Aim of the exercise ->
Reproduce the lines of the data below without any change, from the line containing "Existence check for any mossy" through the end of the data, inclusive.

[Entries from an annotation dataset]
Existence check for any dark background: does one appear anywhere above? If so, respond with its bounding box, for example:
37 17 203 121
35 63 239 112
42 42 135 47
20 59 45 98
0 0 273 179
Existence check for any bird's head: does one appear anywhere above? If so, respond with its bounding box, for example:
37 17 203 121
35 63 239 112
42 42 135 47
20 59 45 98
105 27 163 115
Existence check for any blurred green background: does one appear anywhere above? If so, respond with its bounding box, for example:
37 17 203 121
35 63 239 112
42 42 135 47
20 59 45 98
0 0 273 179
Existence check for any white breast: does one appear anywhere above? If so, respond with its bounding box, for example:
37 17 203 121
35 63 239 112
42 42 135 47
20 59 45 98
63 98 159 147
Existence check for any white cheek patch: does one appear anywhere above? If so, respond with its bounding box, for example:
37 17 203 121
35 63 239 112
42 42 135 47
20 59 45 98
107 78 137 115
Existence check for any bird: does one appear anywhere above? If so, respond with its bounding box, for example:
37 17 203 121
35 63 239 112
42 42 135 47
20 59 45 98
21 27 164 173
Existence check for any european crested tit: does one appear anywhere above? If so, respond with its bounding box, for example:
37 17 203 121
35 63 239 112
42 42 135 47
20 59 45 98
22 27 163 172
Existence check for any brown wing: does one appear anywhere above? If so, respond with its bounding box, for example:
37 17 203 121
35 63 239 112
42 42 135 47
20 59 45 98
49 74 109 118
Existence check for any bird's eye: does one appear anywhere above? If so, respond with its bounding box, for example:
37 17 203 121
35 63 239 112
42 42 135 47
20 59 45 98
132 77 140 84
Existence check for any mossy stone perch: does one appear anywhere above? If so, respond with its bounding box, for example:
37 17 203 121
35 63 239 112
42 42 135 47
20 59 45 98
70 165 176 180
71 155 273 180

Task solution ->
Existence check for any mossy stone perch: does one appear anywhere above? If so, respond with its bounding box, for example:
37 17 203 121
35 63 239 112
42 42 135 47
20 59 45 98
70 165 176 180
71 155 273 180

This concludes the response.